Job 1:
Answer these from the parser output:
(a) What label does the top-level node with :parser-node :component carry?
(b) What message does the failing node with :parser-node :is report?
(c) What value does the node with :parser-node :many produce?
+++++
An example for EDN data in parsing a JSON number.
{
:ok? true, :value 112, :parser-node :component, :label :value-parser+
:rest ("," "1")
:result {
:ok? true, :value 112, :parser-node :or
:rest ("," "1")
:result {
:ok? true, :parser-node :label, :label "number", :value 112
:rest ("," "1")
:result {
:ok? true, :value 112, :parser-node :combine
:rest ("," "1")
:results [
{
:ok? true, :value nil, :parser-node :optional
:result {
:ok? false, :message "expects \"-\" but got \"1\"", :parser-node :is
:rest ["1" "1" "2" "," "1"]
}
:rest ["1" "1" "2" "," "1"]
}
{
:ok? true, :parser-node :many
:value ("1" "1" "2")
:rest ("," "1")
:results [
{
:ok? true, :value "1", :parser-node :one-of
:rest ("1" "2" "," "1")
+++++
Job 2:
Select every line of the records that contains the word "black".

Records provided:
+++++
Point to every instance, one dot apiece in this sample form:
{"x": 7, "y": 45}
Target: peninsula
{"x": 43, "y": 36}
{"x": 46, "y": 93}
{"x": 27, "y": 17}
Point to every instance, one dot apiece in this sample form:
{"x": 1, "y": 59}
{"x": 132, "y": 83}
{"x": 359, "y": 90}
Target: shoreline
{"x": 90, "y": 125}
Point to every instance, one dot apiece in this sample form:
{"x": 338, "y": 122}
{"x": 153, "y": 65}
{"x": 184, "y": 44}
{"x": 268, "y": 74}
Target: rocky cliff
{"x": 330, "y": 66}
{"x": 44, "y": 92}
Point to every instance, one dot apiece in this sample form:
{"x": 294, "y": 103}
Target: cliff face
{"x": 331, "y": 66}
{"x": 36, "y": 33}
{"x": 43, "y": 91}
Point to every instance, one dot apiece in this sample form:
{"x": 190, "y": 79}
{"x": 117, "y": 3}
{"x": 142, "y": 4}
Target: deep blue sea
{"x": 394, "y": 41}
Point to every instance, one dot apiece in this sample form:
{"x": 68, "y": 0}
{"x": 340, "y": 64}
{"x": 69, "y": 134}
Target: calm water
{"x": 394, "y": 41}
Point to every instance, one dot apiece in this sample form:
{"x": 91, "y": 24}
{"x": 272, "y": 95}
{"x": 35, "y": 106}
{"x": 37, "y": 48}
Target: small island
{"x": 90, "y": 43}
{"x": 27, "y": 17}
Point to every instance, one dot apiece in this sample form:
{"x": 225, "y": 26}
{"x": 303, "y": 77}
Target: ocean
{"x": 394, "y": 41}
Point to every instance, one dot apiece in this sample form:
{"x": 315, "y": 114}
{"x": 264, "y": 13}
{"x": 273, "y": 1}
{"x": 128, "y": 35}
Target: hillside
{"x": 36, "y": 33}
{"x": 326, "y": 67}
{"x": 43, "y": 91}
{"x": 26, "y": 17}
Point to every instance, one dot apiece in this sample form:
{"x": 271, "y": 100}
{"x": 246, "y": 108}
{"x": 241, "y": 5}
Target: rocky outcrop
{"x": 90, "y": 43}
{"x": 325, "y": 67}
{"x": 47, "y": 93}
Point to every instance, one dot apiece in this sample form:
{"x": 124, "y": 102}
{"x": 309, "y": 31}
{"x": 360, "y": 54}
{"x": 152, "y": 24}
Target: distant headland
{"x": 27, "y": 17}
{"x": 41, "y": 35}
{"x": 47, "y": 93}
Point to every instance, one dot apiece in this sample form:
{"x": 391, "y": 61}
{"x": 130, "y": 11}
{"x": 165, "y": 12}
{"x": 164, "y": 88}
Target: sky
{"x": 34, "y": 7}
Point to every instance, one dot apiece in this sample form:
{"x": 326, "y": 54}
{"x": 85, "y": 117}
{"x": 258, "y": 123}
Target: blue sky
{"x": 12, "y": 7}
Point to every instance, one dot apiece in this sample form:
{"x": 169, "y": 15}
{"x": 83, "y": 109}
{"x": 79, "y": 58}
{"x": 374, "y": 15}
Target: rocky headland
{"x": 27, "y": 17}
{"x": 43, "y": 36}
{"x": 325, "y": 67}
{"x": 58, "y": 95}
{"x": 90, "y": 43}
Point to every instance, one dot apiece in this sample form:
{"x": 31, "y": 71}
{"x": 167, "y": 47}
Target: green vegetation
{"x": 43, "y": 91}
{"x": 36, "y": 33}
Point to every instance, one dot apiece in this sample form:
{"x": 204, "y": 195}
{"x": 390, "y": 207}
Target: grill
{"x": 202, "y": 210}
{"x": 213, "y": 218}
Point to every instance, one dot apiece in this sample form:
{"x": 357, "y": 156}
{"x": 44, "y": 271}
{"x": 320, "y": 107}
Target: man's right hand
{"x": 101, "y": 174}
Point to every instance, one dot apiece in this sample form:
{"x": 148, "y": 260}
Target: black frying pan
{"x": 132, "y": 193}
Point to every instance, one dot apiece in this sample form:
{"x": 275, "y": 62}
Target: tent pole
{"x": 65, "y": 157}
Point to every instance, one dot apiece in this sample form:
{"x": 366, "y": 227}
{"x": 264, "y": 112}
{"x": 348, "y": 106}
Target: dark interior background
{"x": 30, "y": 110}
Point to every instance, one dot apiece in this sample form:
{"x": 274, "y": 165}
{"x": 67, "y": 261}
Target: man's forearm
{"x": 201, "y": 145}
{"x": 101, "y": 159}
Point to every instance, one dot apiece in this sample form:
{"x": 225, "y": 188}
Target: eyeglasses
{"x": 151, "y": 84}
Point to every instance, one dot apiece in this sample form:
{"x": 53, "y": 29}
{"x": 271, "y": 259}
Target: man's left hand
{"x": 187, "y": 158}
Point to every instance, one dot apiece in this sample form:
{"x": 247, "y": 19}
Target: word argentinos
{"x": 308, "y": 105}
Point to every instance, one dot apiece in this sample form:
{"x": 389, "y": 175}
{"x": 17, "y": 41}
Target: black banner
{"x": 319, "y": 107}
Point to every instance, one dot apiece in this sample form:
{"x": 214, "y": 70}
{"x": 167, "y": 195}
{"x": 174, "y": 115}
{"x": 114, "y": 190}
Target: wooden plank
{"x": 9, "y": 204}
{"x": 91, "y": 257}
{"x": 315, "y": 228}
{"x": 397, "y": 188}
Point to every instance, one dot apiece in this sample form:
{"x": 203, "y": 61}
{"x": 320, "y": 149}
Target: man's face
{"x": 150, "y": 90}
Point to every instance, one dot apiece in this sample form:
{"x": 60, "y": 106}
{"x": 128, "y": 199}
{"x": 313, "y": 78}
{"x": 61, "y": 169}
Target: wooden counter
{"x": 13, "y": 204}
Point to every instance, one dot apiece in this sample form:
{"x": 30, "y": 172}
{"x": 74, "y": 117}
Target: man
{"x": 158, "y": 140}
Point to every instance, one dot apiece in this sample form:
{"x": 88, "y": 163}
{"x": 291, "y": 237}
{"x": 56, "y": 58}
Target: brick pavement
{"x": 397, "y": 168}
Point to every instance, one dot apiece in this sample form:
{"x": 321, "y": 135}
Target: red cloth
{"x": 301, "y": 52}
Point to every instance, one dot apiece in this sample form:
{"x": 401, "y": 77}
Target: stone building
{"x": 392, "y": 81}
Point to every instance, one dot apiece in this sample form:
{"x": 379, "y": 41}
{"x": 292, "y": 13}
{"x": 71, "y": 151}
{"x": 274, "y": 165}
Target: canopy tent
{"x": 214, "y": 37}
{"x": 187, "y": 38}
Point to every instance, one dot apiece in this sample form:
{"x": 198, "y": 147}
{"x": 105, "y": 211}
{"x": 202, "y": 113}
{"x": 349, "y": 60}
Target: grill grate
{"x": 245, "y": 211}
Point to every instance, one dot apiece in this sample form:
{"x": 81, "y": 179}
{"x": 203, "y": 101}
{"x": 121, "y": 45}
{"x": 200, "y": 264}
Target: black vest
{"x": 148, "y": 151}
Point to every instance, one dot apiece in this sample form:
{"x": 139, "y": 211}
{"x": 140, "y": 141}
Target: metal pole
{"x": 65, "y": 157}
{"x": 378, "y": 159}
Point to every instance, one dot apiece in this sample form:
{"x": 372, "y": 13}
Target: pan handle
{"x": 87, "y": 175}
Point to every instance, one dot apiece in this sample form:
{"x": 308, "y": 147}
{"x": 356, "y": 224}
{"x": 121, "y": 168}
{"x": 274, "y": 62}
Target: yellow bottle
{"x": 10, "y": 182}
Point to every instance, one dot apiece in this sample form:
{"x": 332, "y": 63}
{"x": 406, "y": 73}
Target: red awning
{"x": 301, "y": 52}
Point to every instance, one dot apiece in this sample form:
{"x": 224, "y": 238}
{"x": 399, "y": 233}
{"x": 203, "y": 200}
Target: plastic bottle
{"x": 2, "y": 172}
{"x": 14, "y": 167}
+++++
Response 1:
(a) :value-parser+
(b) expects "-" but got "1"
(c) ("1" "1" "2")

Response 2:
Target: black frying pan
Target: black banner
Target: black vest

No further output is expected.